§ **QUOTED PASSAGE**:
%%

This is The Way to do Dependency injection in Go.
import "github.com/go-path/di"
type JediService interface {
FeelTheForce()
}
type PadawanController struct {
s JediService
}
func (p * PadawanController) Initialize() {
p.s.FeelTheForce()
}
// register as startup component, injecting dependencies
di.Register(func(s JediService) *PadawanController {
return &PadawanController{s:s}
}, di.Startup(100))
// (...) in a package far, far away ...
type yodaServiceImp struct {}
func (s * yodaServiceImp) FeelTheForce() {
print("Patience you must have my young Padawan")
}
di.Register(&yodaServiceImp{})
// ... and
di.Initialize() This implementation has the following main objectives:
- Easy to understand
- Typesafe, using generics
- Extensible and configurable
- A foundation for the development of more complex frameworks and architectural structures.
ARE YOU ALLERGIC? ATTENTION!
Some concepts applied in this library may contain gluten and/or be inspired by the implementations of CDI Java and Spring IoC.
And obviously, this implementation uses reflection, which for some uninformed individuals can be detrimental. It is important to mention that we thoroughly sanitize our hands before handling any
TypeorValue.We will not be held responsible if you become a productive developer after coming into contact with any part of this library.
"Your path you must decide.” — Yoda
Don't know what DI is? Wikipedia
The diagram below provides a summarized overview of how this DI container functions.
- Container: The current implementation allows the developer to register and obtain their components.
- Component: Any object (simple or complex) that the developer wishes to register in the container to be used by other (injected) components. During dependency injection, the injected constructor does not know how the requested component will be created. The container resolves the dependency, simplifying the development of complex systems.
- Factory: It informs how an instance of a component can be created. The developer registers a component constructor or even an instance in the container, and the container performs the necessary processing to generate the factory for that component and resolve its dependencies when the constructor is invoked. It is possible to have more than one factory for the same type of component. The container ensures that the correct instance is obtained according to the rules described later in this document.
- Scope: It manages the lifecycle of an instance. The developer specifies the scope of the component during registration. When the component is requested, the container asks the defined scope for the instance. The scope can return an existing instance or create a new one. This allows for the instantiation of components with various lifecycles; for example, instances that will be discarded at the end of a web request and other singleton instances that will remain alive until the entire application is terminated.

%%

§ **EXERCISE**: Continue the overview of the Go dependency injection library from where it stops, in the same voice.

§ **SUPPLIED INFORMATION**:
%%

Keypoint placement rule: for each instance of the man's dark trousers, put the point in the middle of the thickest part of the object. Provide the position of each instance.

%%

§ **ANSWER TO THE EXERCISE**:
go get github.com/go-path/di
di.Container is owr IoC Container.
If necessary, you can instantiate new containers using the method New(parent Container) Container. We've already registered a global container and exposed all methods to simplify the library's usage.
Usually, you only need to interact with the method di.Register(ctor any, opts ...FactoryConfig) for component registration and finally the method di.Initialize(contexts ...context.Context) error for the container to initialize the components configured as 'Startup'.
When conducting unit tests in your project, take a look at method Mock(mock any) (cleanup func()).
If you're building a more complex architecture in your organization or a library with DI support, you'll likely use the methods below and others documented in the API to have full control over the components.
RegisterScope(name string, scope ScopeI) error
Get(key reflect.Type, ctx ...context.Context) (any, error)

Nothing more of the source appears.